#### TEXTE CHOISI
Informations sur la décision

Contenu de la décision

TRADUCTION/TRANSLATION

LE REGISTRAIRE DES MARQUES DE COMMERCE

THE REGISTRAR OF TRADE-MARKS

Référence: 2010 COMC 97

Date de la décision: 2010-06-16

DANS L’AFFAIRE DE L’OPPOSITION produite par Davide Campari-Milano S.p.A. à l'encontre de la demande d'enregistrement no 1,189,122 pour la marque de commerce CAMPARI au nom de Mastronardi Produce Ltd.

 

Le dossier

[1]       Le 2 septembre 2003, Mastronardi Produce Ltd. a produit une demande d’enregistrement pour la marque de commerce CAMPARI fondée sur l’emploi de la marque depuis aussi tôt que novembre 1995 en liaison avec des :

                                                           tomates.

[2]       La demande a été annoncée aux fins de la procédure d’opposition dans le Journal des marques de commerce du 14 avril 2004 et a fait l’objet d’une opposition de la part de Davide Campari-Milano S.p.A. le 3 novembre 2004. Le registraire des marques de commerce a transmis une copie de la déclaration d’opposition à la requérante le 16 novembre 2004, ainsi que l’exige le paragraphe 38(5) de la Loi sur les marques de commerce, L.R.C. 1985, ch. T-13. En réponse, la requérante a produit et signifié une contre-déclaration dans laquelle elle nie dans l’ensemble les allégations formulées dans la déclaration d’opposition.

[3]       La preuve de l’opposante est composée : i) de l’affidavit de Stefano Saccardi; ii) de copies certifiées conformes des enregistrements des marques de commerce de l’opposante (les marques CAMPARI), dont les détails figurent dans le tableau qui suit :

 

Marque de commerce/

numéro d’enregistrement

Marchandises - Date de premier emploi au Canada

CAMPARI

 

LMC 236,195

liqueurs en général, vermouth, apéritifs à base de vin, digestifs amers, vins digestifs, liqueurs digestives, eaux gazeuses, sirops et préparations pour boissons, apéritifs et boissons amères - (premier emploi non mentionné; demande fondée sur l’enregistrement en Italie)

BITTER CAMPARI

 

UCA41915

liqueurs spiritueuses - 1862

 

 

 

 

UCA41914

liqueurs spiritueuses - 1862

 

 

LMC 562,709

amers alcoolisés - 14 mai 2002

 

 

iii) de copies certifiées conformes de documents concernant une procédure d’opposition entre Westgro Sales Inc. (requérante dans cette affaire) et Davide Campari Milano, opposante dans la présente instance; ces documents consistent en la demande no 1,124,164 pour l’enregistrement de la marque CAMPARI à l’égard de tomates et de pépins de tomates, en la déclaration d’opposition et la contre-déclaration ainsi qu’en l’affidavit souscrit par David Gingrich et produit pour le compte de la requérante Westgro.

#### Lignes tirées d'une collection
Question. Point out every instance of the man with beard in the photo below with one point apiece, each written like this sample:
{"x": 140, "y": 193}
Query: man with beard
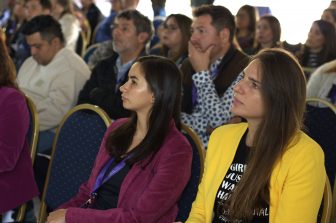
{"x": 210, "y": 71}
{"x": 131, "y": 31}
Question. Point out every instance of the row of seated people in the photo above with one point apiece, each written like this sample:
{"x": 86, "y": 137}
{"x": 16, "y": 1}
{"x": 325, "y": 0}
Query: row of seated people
{"x": 144, "y": 161}
{"x": 73, "y": 22}
{"x": 200, "y": 98}
{"x": 101, "y": 88}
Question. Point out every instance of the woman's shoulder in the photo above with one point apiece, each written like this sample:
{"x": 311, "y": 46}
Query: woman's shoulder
{"x": 304, "y": 148}
{"x": 10, "y": 94}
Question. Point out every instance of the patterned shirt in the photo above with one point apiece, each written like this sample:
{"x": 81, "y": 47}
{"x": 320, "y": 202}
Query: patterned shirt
{"x": 211, "y": 110}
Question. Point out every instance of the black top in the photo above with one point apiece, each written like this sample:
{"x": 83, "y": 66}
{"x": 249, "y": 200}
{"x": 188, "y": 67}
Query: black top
{"x": 108, "y": 193}
{"x": 232, "y": 177}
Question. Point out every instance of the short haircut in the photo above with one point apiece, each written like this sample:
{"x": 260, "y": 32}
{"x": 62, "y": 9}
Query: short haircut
{"x": 46, "y": 25}
{"x": 275, "y": 27}
{"x": 141, "y": 22}
{"x": 46, "y": 4}
{"x": 221, "y": 17}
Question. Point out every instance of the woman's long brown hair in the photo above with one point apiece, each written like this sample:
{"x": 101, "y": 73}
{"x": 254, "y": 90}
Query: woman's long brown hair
{"x": 7, "y": 68}
{"x": 284, "y": 92}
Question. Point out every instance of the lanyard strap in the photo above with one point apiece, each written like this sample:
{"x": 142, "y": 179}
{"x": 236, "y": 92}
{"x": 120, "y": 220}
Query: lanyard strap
{"x": 101, "y": 179}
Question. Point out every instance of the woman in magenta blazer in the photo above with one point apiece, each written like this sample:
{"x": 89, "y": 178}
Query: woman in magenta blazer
{"x": 144, "y": 162}
{"x": 17, "y": 184}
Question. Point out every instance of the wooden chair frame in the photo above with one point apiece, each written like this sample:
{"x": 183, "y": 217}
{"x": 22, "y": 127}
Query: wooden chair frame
{"x": 107, "y": 121}
{"x": 33, "y": 146}
{"x": 199, "y": 145}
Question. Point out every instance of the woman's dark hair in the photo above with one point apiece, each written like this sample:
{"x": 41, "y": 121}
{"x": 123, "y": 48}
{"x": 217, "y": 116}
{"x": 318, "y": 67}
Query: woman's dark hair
{"x": 184, "y": 23}
{"x": 283, "y": 90}
{"x": 276, "y": 30}
{"x": 327, "y": 29}
{"x": 164, "y": 80}
{"x": 332, "y": 12}
{"x": 7, "y": 68}
{"x": 67, "y": 5}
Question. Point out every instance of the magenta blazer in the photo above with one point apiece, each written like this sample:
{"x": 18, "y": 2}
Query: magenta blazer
{"x": 17, "y": 184}
{"x": 146, "y": 195}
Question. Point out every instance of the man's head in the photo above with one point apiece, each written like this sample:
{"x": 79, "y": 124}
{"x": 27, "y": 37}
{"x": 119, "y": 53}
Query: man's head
{"x": 212, "y": 26}
{"x": 37, "y": 7}
{"x": 131, "y": 32}
{"x": 45, "y": 38}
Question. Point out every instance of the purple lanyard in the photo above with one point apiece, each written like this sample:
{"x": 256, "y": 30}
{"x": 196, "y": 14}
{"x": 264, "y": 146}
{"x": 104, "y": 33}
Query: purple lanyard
{"x": 101, "y": 180}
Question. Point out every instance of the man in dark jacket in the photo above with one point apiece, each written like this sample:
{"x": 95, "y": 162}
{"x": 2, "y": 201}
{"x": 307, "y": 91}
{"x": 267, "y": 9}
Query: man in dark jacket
{"x": 210, "y": 71}
{"x": 131, "y": 32}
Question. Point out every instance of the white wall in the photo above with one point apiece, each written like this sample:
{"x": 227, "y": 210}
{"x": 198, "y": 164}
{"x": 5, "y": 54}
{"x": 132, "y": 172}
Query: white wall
{"x": 295, "y": 16}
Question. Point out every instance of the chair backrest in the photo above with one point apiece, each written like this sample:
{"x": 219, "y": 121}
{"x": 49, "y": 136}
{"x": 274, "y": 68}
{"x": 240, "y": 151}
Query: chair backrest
{"x": 32, "y": 135}
{"x": 320, "y": 123}
{"x": 189, "y": 194}
{"x": 81, "y": 44}
{"x": 75, "y": 147}
{"x": 89, "y": 51}
{"x": 327, "y": 203}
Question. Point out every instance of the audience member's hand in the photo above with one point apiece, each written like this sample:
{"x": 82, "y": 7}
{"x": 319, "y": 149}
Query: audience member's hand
{"x": 200, "y": 60}
{"x": 57, "y": 216}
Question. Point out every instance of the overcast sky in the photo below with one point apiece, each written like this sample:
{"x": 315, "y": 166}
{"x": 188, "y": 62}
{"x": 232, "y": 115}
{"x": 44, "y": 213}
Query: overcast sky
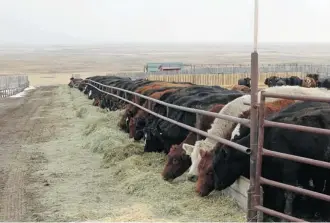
{"x": 106, "y": 21}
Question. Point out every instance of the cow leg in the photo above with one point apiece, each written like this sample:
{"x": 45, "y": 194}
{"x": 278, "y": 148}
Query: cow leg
{"x": 290, "y": 176}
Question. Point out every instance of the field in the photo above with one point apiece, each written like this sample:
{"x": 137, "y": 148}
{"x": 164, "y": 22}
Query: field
{"x": 68, "y": 162}
{"x": 49, "y": 65}
{"x": 65, "y": 160}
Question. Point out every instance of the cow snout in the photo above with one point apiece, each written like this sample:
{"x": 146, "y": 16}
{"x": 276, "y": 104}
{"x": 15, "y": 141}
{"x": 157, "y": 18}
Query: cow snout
{"x": 192, "y": 178}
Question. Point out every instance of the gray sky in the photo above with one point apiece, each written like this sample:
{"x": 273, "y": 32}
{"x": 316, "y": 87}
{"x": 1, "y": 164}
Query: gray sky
{"x": 106, "y": 21}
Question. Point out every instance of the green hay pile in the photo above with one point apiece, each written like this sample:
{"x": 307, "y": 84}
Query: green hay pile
{"x": 138, "y": 175}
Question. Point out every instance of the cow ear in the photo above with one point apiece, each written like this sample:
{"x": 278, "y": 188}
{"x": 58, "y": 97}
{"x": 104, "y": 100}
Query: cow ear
{"x": 188, "y": 148}
{"x": 202, "y": 153}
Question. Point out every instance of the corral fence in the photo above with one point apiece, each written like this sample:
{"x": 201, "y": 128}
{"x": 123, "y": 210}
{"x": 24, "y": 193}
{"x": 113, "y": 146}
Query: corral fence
{"x": 12, "y": 84}
{"x": 257, "y": 123}
{"x": 223, "y": 80}
{"x": 242, "y": 70}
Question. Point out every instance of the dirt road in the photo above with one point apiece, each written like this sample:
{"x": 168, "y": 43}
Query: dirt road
{"x": 20, "y": 124}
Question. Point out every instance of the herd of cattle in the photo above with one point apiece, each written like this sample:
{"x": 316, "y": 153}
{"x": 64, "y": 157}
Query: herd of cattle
{"x": 213, "y": 165}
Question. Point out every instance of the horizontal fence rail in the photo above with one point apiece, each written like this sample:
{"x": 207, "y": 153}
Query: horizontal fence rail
{"x": 197, "y": 69}
{"x": 259, "y": 180}
{"x": 12, "y": 84}
{"x": 197, "y": 111}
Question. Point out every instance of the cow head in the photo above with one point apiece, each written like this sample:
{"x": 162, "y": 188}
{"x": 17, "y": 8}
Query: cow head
{"x": 271, "y": 81}
{"x": 228, "y": 163}
{"x": 140, "y": 123}
{"x": 177, "y": 163}
{"x": 205, "y": 182}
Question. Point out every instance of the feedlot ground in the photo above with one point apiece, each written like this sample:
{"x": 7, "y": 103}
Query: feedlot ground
{"x": 61, "y": 159}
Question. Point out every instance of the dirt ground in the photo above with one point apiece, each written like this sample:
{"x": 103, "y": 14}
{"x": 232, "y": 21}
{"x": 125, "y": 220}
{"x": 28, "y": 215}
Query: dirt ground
{"x": 65, "y": 160}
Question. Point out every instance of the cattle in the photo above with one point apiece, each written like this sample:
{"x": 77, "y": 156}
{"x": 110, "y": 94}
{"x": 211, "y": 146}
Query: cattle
{"x": 223, "y": 128}
{"x": 141, "y": 114}
{"x": 108, "y": 81}
{"x": 110, "y": 102}
{"x": 162, "y": 134}
{"x": 313, "y": 76}
{"x": 295, "y": 81}
{"x": 229, "y": 164}
{"x": 180, "y": 94}
{"x": 245, "y": 82}
{"x": 271, "y": 81}
{"x": 145, "y": 90}
{"x": 205, "y": 182}
{"x": 177, "y": 160}
{"x": 280, "y": 81}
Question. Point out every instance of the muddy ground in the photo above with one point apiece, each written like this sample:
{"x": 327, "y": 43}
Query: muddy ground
{"x": 62, "y": 159}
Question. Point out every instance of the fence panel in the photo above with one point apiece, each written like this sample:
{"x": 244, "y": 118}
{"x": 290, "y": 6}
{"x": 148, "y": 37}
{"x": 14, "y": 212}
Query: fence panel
{"x": 239, "y": 189}
{"x": 12, "y": 84}
{"x": 259, "y": 180}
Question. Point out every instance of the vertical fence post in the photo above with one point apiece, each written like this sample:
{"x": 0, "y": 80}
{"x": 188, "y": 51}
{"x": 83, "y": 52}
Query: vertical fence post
{"x": 198, "y": 125}
{"x": 252, "y": 213}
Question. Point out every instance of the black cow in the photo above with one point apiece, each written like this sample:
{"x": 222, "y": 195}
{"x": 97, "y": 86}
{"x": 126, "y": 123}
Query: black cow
{"x": 229, "y": 163}
{"x": 324, "y": 82}
{"x": 245, "y": 81}
{"x": 171, "y": 97}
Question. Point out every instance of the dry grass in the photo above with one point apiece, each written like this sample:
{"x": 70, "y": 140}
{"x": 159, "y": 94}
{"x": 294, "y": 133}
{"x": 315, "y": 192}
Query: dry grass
{"x": 137, "y": 175}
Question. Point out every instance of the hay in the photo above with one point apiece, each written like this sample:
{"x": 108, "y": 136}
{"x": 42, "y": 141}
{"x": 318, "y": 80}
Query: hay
{"x": 137, "y": 176}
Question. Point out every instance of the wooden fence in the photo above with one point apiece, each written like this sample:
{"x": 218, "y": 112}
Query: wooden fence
{"x": 13, "y": 84}
{"x": 225, "y": 80}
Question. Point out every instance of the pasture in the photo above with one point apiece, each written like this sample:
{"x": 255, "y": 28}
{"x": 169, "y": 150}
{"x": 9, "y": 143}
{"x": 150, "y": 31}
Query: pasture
{"x": 76, "y": 165}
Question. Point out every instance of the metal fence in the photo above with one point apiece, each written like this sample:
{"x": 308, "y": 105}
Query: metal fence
{"x": 256, "y": 123}
{"x": 322, "y": 69}
{"x": 12, "y": 84}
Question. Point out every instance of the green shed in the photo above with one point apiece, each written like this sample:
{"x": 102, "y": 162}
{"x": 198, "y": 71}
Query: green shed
{"x": 154, "y": 67}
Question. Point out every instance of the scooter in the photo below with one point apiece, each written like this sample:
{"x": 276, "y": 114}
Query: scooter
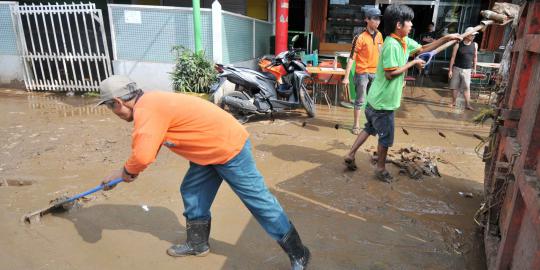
{"x": 259, "y": 93}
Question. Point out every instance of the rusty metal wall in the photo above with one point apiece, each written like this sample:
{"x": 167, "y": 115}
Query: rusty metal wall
{"x": 512, "y": 181}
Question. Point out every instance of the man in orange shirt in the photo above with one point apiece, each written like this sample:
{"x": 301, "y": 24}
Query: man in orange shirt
{"x": 365, "y": 51}
{"x": 218, "y": 149}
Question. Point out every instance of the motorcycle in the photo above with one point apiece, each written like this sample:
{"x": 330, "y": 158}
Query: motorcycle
{"x": 281, "y": 86}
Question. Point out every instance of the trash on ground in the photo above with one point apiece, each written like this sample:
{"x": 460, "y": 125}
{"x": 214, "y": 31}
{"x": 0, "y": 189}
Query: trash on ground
{"x": 413, "y": 162}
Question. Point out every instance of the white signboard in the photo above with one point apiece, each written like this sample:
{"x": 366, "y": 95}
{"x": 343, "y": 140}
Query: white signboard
{"x": 132, "y": 16}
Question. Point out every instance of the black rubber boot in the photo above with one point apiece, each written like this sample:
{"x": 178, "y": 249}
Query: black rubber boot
{"x": 298, "y": 253}
{"x": 196, "y": 244}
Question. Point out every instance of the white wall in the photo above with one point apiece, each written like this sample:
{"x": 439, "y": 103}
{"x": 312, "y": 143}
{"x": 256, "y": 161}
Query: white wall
{"x": 155, "y": 76}
{"x": 149, "y": 76}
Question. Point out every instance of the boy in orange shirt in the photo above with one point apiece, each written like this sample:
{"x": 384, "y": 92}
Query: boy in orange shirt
{"x": 218, "y": 149}
{"x": 365, "y": 51}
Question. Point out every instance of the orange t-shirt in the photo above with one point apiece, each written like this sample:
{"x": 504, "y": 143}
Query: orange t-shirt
{"x": 192, "y": 127}
{"x": 365, "y": 51}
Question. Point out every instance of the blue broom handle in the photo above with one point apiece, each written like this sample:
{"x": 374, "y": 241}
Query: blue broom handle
{"x": 98, "y": 188}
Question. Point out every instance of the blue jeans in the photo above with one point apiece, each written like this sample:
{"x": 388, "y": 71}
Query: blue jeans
{"x": 201, "y": 184}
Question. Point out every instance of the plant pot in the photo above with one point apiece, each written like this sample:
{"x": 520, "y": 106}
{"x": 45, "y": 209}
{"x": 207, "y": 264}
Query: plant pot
{"x": 200, "y": 95}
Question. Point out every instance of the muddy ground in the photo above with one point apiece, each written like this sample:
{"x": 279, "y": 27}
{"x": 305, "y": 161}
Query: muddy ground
{"x": 55, "y": 145}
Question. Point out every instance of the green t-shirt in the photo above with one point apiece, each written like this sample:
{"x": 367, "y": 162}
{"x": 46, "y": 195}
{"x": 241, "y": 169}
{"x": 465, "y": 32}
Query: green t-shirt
{"x": 385, "y": 94}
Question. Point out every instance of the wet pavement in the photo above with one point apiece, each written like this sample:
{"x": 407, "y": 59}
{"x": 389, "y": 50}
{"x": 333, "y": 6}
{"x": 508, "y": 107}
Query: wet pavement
{"x": 54, "y": 145}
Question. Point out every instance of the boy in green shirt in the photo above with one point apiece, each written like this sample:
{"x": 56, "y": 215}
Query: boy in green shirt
{"x": 384, "y": 95}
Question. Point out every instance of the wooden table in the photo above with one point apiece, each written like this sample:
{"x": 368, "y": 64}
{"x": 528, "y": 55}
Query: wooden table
{"x": 327, "y": 70}
{"x": 489, "y": 65}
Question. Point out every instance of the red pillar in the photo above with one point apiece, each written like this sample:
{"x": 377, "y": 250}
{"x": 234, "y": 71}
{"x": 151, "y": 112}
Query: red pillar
{"x": 282, "y": 25}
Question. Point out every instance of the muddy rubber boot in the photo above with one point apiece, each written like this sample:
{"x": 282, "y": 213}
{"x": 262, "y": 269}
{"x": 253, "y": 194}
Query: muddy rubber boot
{"x": 196, "y": 244}
{"x": 298, "y": 253}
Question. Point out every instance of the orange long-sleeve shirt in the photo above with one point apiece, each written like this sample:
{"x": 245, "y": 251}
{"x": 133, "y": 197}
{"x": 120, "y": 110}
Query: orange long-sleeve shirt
{"x": 190, "y": 126}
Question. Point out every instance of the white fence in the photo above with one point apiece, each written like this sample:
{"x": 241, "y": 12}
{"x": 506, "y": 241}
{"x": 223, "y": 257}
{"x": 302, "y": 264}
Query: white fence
{"x": 63, "y": 46}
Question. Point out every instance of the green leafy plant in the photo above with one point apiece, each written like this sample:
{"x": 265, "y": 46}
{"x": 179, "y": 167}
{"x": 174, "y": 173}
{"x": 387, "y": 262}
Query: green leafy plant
{"x": 192, "y": 71}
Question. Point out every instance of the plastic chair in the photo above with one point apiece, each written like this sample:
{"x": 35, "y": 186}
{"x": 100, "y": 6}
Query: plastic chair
{"x": 313, "y": 58}
{"x": 323, "y": 81}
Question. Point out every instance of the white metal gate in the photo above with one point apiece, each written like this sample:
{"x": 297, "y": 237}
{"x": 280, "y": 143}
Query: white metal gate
{"x": 63, "y": 46}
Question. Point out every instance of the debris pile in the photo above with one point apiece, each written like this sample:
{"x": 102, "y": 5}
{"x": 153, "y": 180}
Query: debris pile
{"x": 412, "y": 162}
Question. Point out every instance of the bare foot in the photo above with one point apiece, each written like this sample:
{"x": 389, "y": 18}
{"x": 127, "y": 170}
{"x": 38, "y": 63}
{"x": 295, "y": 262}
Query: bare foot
{"x": 349, "y": 162}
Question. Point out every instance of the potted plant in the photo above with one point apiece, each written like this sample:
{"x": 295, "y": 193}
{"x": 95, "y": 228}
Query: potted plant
{"x": 192, "y": 73}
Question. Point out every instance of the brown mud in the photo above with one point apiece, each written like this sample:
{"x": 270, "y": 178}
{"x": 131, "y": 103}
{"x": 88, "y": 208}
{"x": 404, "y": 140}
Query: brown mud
{"x": 55, "y": 145}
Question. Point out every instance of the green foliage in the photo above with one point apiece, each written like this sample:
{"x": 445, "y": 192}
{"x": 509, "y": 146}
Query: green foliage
{"x": 484, "y": 115}
{"x": 192, "y": 71}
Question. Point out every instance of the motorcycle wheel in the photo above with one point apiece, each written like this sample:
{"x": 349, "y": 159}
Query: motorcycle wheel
{"x": 240, "y": 116}
{"x": 307, "y": 102}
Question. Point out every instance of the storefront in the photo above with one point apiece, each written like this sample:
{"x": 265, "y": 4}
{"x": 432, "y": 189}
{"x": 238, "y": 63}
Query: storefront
{"x": 336, "y": 22}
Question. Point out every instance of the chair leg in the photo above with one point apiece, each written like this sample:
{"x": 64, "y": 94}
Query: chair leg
{"x": 336, "y": 97}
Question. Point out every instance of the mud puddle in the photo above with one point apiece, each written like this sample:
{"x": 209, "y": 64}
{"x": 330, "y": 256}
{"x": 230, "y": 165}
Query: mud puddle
{"x": 348, "y": 219}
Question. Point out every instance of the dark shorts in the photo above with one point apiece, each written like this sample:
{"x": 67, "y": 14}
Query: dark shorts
{"x": 362, "y": 82}
{"x": 381, "y": 123}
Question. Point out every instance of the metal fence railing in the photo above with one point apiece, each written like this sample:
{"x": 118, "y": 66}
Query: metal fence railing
{"x": 8, "y": 39}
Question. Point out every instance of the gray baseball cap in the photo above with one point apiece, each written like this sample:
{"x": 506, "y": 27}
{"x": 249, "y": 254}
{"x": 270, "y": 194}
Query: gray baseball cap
{"x": 468, "y": 29}
{"x": 372, "y": 13}
{"x": 115, "y": 86}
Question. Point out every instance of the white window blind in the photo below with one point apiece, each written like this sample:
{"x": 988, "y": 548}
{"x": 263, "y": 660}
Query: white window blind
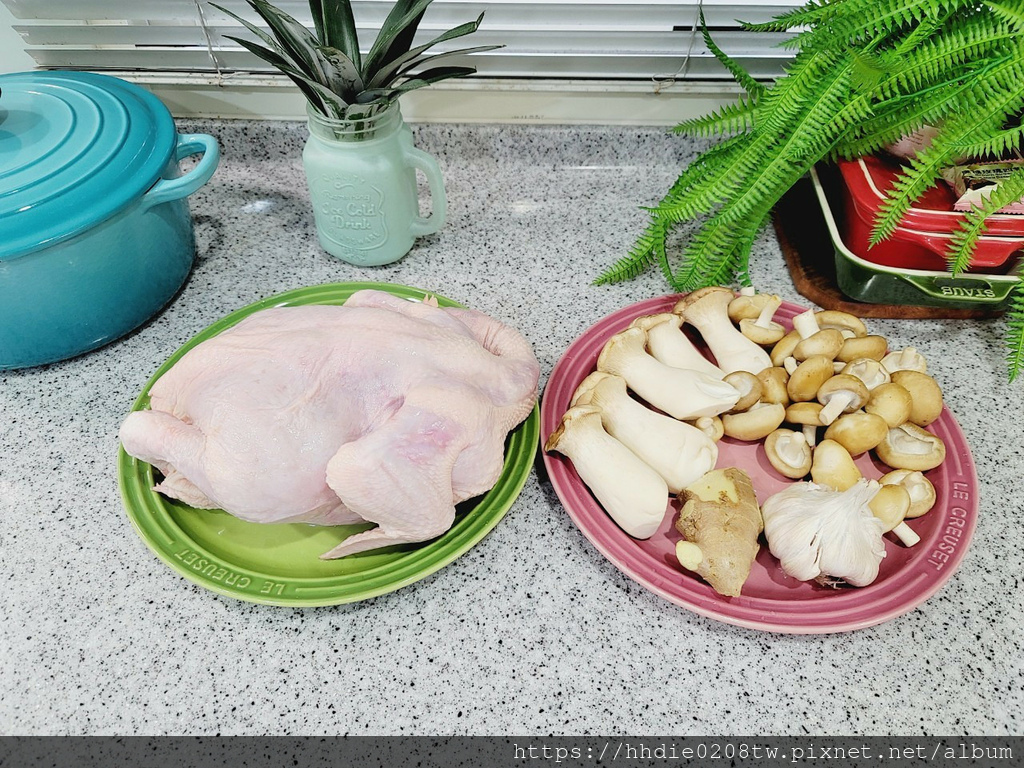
{"x": 607, "y": 40}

#### CONSIGNE
Pour chaque affirmation, dites si elle correspond à la décision sur la marque CAMPARI : répondez oui ou non, puis citez mot pour mot le passage de la décision qui permet de trancher. 1. Mastronardi Produce Ltd. a produit sa demande d'enregistrement le 2 septembre 2003. 2. L'opposition de Davide Campari-Milano S.p.A. date du 14 avril 2004. 3. Dans sa contre-déclaration, la requérante nie dans l'ensemble les allégations de la déclaration d'opposition. Ces lignes ne servent à rien ici.

#### RÉSULTAT ATTENDU
1. Oui : « Le 2 septembre 2003, Mastronardi Produce Ltd. a produit une demande d’enregistrement pour la marque de commerce CAMPARI ».
2. Non : « a fait l’objet d’une opposition de la part de Davide Campari-Milano S.p.A. le 3 novembre 2004 ».
3. Oui : « la requérante a produit et signifié une contre-déclaration dans laquelle elle nie dans l’ensemble les allégations formulées dans la déclaration d’opposition ».